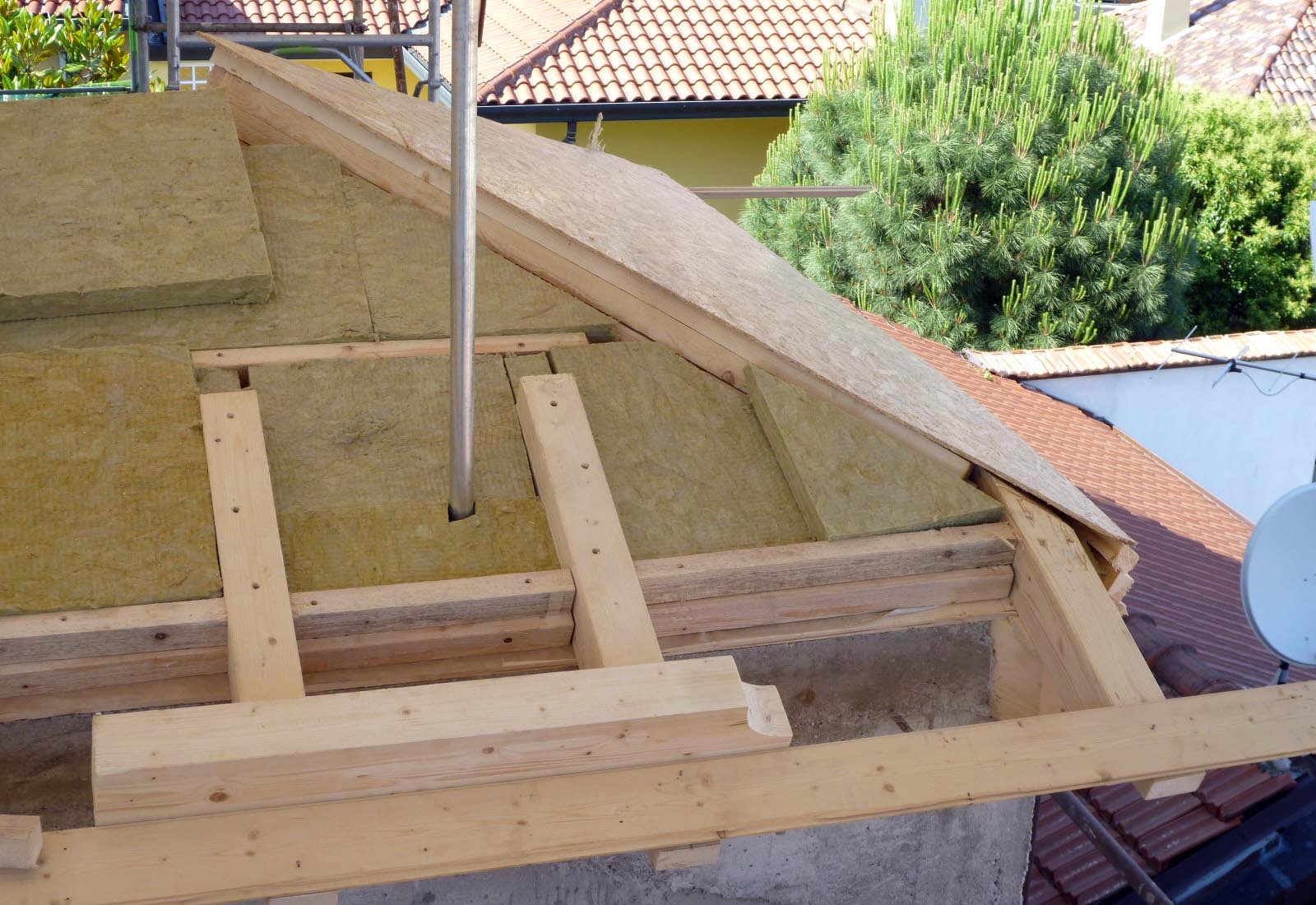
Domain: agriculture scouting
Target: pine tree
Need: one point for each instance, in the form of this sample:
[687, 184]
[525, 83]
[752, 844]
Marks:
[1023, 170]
####################
__WHAT THIS TASK INVOLVES__: Reproduce every line of the records above verbatim, leaving out the pictures.

__TASK ANSWER__:
Domain: agriculture scouting
Target: pine tree
Need: one point for each instance, in the form of this sample:
[687, 184]
[525, 83]
[752, 844]
Marks:
[1023, 170]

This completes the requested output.